Supplied material:

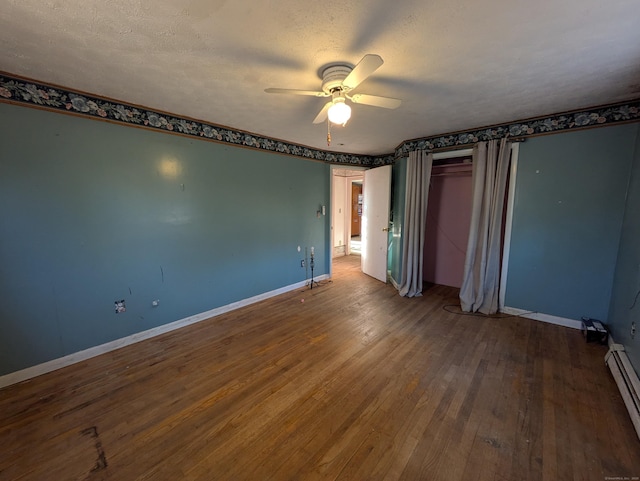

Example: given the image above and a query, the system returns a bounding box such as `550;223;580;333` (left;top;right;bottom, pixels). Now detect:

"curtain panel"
460;139;511;314
398;150;433;297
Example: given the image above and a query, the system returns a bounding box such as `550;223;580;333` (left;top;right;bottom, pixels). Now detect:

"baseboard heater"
604;344;640;438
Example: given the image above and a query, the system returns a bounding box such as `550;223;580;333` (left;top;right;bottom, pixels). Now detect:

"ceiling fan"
265;54;402;125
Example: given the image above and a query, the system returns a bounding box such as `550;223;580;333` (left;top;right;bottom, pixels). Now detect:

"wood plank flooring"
0;256;640;481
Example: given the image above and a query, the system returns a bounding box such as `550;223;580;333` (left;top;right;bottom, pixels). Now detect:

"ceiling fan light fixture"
327;97;351;125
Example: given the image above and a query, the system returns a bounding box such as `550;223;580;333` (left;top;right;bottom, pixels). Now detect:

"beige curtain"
399;150;433;297
460;139;511;314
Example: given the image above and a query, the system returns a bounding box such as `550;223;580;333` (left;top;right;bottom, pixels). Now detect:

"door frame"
329;165;368;278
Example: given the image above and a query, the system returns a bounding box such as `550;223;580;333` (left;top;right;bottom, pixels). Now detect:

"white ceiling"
0;0;640;155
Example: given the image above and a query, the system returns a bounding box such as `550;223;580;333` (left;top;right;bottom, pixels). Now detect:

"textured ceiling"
0;0;640;155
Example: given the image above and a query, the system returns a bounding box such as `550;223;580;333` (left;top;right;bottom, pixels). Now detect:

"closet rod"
429;137;526;160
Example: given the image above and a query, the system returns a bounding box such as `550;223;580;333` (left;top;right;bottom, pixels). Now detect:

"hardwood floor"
0;256;640;481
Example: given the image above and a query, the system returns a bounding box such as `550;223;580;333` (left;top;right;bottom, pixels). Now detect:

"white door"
361;165;391;283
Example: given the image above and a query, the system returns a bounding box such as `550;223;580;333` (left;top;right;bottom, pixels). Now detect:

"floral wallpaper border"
0;73;394;166
0;73;640;167
394;99;640;159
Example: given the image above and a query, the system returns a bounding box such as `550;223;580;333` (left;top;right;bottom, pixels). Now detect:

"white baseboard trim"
500;306;582;329
0;274;329;388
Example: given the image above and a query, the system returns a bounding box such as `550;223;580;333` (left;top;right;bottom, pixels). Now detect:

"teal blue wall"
505;124;638;320
388;159;407;284
0;104;330;375
609;126;640;372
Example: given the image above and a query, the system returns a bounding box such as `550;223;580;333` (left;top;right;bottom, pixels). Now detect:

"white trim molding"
500;307;582;329
0;274;329;388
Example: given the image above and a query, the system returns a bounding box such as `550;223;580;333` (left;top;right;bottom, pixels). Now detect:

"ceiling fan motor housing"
322;65;353;94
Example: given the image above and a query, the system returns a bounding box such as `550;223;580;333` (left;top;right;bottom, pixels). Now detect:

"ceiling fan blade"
348;94;402;109
264;88;330;97
313;102;332;124
342;54;384;90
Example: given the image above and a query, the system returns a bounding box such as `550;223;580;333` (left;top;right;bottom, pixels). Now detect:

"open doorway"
331;167;364;259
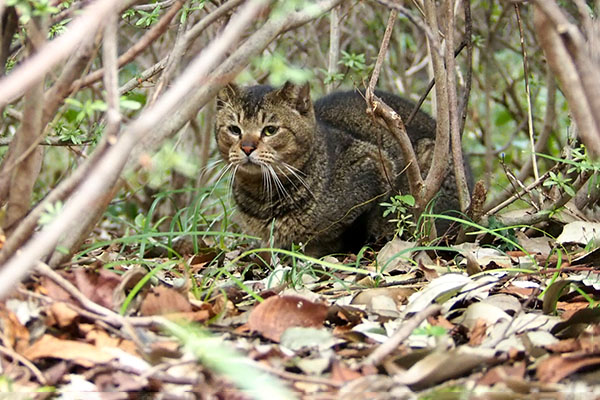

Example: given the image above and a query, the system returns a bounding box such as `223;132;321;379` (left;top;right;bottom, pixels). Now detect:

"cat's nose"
240;142;256;156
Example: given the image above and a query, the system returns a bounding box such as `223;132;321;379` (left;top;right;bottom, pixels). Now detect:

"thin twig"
365;9;423;197
327;6;341;92
514;3;540;180
71;0;183;92
0;0;134;108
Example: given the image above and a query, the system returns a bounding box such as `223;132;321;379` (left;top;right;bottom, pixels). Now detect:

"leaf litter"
0;220;600;399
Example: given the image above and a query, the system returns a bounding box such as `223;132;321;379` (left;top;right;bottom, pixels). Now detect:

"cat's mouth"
236;157;265;173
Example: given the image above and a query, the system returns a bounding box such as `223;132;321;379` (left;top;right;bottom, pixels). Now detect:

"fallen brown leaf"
0;304;29;352
48;301;79;328
23;334;114;367
140;286;192;315
248;296;328;342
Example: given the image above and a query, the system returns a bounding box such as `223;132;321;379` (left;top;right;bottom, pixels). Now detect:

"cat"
215;82;466;256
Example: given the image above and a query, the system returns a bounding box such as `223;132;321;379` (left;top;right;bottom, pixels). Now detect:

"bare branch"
0;0;132;108
48;10;121;267
533;0;600;157
436;0;469;211
327;7;341;92
71;0;183;92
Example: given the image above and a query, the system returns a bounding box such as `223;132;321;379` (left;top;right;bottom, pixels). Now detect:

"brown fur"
215;83;468;256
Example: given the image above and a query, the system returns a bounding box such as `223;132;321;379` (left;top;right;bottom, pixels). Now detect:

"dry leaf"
536;354;600;383
248;296;328;342
48;301;79;328
140;286;192;315
0;304;29;351
23;334;114;368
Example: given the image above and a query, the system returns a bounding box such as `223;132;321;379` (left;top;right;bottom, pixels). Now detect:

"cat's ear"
217;83;240;111
277;81;312;114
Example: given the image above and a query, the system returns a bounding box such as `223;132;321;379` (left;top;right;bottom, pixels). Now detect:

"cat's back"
314;90;435;142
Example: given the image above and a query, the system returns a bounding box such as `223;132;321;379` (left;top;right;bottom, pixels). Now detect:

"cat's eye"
263;125;279;136
227;125;242;136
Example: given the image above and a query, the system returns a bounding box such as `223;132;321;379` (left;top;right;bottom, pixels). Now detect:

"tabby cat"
215;83;466;256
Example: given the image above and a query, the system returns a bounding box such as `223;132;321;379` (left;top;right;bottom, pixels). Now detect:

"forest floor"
0;222;600;399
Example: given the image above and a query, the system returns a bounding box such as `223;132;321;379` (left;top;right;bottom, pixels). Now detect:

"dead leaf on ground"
396;346;495;387
140;286;192;315
248;296;328;342
47;301;79;328
536;354;600;383
23;334;115;368
0;304;29;351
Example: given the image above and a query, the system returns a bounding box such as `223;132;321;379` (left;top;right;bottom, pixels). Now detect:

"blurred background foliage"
0;0;580;250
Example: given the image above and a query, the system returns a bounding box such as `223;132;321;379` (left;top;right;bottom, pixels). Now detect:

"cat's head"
215;82;316;177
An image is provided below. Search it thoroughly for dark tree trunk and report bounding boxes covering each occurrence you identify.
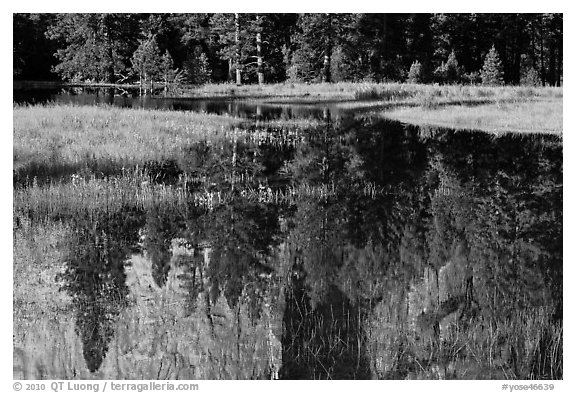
[256,15,264,85]
[234,14,242,86]
[322,14,333,83]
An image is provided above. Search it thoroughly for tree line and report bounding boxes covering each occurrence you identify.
[13,13,563,86]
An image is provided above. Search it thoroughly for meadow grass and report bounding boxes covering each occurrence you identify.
[13,100,318,181]
[381,100,563,134]
[187,82,563,133]
[185,82,563,103]
[13,105,241,176]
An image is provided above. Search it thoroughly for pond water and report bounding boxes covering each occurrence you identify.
[14,88,563,379]
[13,87,339,120]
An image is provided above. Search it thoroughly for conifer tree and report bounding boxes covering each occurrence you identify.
[132,35,163,92]
[406,60,422,83]
[480,45,504,86]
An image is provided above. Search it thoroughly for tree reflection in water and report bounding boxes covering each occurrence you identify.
[49,113,562,379]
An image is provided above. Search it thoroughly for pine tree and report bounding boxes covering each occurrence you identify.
[406,60,422,83]
[184,46,212,85]
[132,35,163,93]
[480,45,504,86]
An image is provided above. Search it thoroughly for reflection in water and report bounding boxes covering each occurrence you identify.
[14,113,562,379]
[60,210,141,372]
[13,87,337,120]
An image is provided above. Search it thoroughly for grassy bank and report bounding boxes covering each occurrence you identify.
[382,99,563,134]
[185,82,562,104]
[187,83,563,133]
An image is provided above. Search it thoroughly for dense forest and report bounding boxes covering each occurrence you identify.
[13,13,563,86]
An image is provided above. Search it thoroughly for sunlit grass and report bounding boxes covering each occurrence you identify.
[189,82,563,103]
[383,100,563,133]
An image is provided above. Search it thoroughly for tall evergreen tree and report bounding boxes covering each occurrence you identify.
[47,14,138,83]
[480,46,504,86]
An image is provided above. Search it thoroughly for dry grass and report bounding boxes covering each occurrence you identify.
[383,99,563,134]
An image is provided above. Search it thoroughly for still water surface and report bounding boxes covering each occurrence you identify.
[13,87,339,120]
[14,88,562,379]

What you will do:
Exactly and only the lines from the line containing "for tree reflection" through the last line of the entries should be copied, both ends included.

Reply:
An image is provided above. Search it thoroughly for tree reflection in water and report bounding boxes covering each occurrence you identify.
[49,113,562,379]
An image is provided above. Search it thoroughly for pine tree and report bounding boxes covering each occurrence you identify.
[406,60,422,83]
[184,46,212,85]
[132,35,163,93]
[480,45,504,86]
An image is provided above. Search it thoroughly for reflection in water and report bounding boxes covering each occurrence you identify.
[14,113,562,379]
[60,210,141,372]
[13,87,337,120]
An image is provided above. Search it thoroughly for grassy bank and report bounding boxes covering each occurrence you identify.
[382,99,563,134]
[185,82,562,104]
[187,83,563,133]
An image is provided above. Search it thoroughly for dense forest and report bounding boxes covering each occurrence you identify.
[13,13,563,86]
An image is provided above. Search it thoroughly for sunlit grass and report bounding boxes covering each occurrence you identify.
[189,82,563,103]
[383,100,563,133]
An image is provided above. Search it thoroughly for tall evergreen tree and report bounding boxes covering each occurrence you identify.
[47,14,138,83]
[480,46,504,86]
An image is provided above. Search it thoroughly for dry grass and report bounding boxes covering each occurrence you identify.
[383,99,563,134]
An image is provided above. Search it thoroughly for still water surface and report bounding boxes covering each occurrence you identify.
[13,87,339,120]
[14,88,562,379]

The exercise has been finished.